*** Data section ***

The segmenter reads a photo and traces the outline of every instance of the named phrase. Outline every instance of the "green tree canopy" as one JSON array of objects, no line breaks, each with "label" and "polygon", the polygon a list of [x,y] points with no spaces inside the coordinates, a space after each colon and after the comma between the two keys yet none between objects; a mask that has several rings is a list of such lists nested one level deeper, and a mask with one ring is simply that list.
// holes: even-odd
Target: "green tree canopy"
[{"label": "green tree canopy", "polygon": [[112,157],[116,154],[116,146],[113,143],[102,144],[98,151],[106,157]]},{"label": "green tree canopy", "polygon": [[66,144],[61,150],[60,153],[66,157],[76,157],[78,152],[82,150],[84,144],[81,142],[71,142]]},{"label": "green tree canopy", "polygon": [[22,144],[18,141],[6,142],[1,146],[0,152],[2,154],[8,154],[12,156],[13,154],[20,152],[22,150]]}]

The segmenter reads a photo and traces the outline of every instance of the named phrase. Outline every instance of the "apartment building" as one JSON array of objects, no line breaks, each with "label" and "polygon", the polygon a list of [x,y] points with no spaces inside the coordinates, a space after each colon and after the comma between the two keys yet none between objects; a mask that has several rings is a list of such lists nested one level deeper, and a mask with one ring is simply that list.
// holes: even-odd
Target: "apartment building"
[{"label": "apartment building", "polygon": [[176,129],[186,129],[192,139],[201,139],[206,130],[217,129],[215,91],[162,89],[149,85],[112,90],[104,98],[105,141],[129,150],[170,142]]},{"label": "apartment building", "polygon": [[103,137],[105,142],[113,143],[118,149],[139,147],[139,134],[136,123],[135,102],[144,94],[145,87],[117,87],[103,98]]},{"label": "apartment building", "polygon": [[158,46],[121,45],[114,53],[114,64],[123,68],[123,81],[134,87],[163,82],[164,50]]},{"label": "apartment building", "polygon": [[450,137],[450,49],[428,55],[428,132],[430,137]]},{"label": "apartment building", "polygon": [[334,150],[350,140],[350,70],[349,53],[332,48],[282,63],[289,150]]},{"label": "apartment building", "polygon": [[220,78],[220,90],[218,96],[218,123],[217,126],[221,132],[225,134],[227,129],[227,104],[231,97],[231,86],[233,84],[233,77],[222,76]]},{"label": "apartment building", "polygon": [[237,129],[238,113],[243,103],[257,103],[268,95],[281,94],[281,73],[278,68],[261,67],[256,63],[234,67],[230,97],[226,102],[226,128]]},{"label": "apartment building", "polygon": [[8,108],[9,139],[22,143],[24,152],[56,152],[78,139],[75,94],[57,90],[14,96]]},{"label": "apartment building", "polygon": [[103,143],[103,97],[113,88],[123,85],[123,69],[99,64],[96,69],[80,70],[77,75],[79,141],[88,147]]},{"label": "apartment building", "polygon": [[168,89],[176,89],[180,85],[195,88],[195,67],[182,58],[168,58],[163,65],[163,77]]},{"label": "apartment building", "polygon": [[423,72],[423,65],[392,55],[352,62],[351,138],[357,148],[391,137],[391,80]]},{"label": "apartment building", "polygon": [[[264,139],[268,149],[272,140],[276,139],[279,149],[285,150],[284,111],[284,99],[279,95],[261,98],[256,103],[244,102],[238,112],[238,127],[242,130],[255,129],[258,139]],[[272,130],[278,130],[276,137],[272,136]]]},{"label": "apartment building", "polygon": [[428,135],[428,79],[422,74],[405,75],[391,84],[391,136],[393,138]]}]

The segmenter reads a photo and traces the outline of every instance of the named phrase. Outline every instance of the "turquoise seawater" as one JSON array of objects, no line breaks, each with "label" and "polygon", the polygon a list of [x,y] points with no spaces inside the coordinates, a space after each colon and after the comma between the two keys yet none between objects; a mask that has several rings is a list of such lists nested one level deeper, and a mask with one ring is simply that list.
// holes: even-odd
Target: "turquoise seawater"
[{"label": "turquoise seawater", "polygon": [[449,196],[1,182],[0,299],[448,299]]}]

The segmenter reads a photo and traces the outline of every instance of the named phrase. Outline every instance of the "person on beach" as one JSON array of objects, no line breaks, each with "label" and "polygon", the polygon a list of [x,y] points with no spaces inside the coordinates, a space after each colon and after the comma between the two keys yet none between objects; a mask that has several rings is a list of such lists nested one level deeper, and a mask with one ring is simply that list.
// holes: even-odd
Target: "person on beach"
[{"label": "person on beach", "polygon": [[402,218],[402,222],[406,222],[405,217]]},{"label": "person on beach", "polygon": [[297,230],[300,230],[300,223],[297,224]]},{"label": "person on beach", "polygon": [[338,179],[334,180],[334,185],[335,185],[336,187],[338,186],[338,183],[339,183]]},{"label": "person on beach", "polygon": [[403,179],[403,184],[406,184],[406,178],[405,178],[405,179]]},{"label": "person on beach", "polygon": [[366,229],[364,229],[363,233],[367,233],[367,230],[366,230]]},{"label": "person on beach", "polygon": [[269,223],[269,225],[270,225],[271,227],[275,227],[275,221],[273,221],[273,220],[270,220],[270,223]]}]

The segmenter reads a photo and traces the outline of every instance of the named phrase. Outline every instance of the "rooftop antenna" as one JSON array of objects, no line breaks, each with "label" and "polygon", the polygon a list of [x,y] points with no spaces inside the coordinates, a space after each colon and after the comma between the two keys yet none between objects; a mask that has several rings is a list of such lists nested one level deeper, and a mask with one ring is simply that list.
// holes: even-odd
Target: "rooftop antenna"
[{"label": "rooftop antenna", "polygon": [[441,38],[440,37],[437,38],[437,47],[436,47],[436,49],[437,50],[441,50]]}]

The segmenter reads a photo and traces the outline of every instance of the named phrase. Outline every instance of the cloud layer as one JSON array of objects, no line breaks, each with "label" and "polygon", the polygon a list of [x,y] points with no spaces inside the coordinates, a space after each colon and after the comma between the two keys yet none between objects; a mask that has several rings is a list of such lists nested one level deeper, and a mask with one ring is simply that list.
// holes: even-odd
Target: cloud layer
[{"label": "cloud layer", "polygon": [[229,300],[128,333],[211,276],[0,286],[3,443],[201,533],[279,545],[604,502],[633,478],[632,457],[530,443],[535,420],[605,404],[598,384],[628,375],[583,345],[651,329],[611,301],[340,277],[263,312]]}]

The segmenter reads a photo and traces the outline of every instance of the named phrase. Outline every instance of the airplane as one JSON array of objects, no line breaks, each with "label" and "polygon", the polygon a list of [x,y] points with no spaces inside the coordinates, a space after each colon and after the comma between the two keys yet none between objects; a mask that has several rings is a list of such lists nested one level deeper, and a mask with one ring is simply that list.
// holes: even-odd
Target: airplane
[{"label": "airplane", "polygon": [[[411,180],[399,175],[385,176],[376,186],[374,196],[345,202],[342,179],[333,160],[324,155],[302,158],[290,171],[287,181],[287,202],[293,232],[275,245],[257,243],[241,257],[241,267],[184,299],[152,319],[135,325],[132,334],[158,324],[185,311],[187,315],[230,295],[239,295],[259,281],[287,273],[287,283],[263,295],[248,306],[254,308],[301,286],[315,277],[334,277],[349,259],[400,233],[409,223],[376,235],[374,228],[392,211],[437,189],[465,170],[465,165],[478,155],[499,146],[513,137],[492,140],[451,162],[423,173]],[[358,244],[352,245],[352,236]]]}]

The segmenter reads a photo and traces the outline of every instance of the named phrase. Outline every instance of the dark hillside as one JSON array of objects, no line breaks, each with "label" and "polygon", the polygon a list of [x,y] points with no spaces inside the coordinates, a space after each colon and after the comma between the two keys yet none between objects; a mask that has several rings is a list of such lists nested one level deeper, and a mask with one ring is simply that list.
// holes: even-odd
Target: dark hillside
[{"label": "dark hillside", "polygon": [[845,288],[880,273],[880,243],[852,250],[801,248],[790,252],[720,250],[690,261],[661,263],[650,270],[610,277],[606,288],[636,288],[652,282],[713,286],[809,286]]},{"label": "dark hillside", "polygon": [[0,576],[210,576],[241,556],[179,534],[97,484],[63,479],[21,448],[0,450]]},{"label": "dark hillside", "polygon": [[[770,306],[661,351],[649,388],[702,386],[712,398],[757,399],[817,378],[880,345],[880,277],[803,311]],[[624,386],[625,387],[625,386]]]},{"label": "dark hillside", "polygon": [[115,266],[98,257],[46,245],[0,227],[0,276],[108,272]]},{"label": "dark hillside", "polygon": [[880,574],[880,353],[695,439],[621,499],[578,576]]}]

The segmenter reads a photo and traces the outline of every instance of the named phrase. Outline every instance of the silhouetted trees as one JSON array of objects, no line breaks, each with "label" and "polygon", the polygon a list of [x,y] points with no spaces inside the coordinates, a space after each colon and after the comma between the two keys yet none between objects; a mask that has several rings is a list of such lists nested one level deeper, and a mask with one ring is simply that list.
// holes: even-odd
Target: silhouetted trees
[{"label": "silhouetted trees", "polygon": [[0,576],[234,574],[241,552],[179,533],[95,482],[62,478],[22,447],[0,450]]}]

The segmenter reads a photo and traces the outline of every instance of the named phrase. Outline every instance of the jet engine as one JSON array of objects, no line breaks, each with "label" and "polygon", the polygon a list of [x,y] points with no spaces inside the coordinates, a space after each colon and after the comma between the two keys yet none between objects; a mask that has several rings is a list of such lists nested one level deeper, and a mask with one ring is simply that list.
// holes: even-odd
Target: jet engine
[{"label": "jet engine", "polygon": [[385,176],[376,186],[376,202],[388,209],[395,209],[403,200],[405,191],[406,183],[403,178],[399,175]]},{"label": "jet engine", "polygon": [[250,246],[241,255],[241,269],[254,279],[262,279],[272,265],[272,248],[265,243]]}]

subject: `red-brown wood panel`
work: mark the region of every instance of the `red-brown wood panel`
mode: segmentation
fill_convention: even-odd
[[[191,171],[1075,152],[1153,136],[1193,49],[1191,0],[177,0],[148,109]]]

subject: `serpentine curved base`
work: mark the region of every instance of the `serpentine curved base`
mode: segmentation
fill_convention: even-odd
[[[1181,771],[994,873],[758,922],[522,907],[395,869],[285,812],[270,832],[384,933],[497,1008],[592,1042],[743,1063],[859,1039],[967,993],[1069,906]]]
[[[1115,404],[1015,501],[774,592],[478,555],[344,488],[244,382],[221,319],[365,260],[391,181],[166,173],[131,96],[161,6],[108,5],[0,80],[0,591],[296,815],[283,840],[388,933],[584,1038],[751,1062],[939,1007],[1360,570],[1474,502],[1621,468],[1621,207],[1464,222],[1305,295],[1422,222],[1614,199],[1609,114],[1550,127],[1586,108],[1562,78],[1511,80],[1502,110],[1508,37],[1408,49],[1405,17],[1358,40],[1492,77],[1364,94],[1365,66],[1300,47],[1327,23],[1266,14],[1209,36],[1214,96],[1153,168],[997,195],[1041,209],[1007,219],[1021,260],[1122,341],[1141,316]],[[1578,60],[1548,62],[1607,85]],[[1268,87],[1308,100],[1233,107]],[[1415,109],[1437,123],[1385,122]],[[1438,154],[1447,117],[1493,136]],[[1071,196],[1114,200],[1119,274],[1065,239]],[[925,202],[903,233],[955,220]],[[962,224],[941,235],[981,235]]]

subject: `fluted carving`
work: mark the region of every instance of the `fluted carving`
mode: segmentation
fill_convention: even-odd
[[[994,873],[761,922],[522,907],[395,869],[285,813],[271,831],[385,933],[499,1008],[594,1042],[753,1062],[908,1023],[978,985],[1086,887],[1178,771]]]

***

** Exercise requirements **
Tell how many lines in the records above carry the word "wood". Only the number should appear in the reply.

** Result of this exercise **
2